[Spatial annotation records]
● ● ● ● ●
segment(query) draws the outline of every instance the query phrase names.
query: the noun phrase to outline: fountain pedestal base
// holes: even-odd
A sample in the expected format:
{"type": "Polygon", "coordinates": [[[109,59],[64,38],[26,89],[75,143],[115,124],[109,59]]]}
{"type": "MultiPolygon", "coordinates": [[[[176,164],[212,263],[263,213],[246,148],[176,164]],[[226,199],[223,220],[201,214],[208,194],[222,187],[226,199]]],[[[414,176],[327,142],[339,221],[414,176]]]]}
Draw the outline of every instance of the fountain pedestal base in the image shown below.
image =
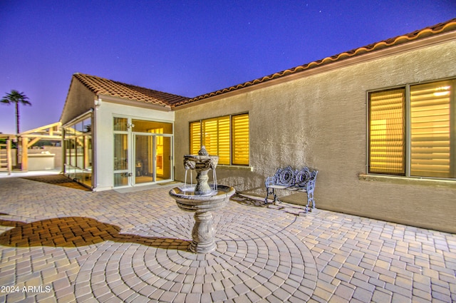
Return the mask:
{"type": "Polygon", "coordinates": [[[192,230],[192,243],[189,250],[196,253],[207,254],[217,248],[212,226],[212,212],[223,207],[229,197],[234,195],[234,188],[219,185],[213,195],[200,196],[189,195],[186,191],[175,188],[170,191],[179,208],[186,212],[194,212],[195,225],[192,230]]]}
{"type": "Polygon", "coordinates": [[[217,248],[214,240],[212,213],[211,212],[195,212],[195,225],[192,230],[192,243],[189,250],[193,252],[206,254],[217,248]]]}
● ● ● ● ●
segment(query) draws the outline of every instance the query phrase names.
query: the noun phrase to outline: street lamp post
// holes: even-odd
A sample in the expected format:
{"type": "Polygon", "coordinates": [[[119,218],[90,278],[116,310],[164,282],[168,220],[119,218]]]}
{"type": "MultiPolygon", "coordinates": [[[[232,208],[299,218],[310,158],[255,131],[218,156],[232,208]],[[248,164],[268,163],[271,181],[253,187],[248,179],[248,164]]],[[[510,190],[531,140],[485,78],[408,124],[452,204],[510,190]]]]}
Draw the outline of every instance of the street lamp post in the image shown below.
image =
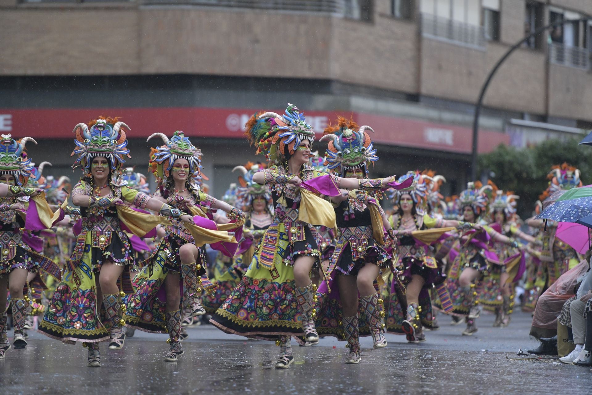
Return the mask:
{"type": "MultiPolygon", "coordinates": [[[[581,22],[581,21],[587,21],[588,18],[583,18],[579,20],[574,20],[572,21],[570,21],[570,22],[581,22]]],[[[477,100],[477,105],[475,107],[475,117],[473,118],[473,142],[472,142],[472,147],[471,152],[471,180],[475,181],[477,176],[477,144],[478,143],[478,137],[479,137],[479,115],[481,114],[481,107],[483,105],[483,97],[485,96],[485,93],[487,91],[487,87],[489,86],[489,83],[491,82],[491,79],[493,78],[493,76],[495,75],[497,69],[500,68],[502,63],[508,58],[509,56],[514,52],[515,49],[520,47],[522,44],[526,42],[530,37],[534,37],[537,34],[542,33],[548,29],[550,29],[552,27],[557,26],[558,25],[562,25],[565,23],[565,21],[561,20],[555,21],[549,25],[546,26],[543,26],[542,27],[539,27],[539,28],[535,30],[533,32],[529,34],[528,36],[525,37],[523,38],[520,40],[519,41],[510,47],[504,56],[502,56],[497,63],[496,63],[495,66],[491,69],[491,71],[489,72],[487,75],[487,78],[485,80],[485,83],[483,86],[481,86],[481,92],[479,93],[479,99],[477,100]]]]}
● ● ● ● ●
### What is required:
Count the lines in the items above that contain the word "street", and reply with only the number.

### Task solution:
2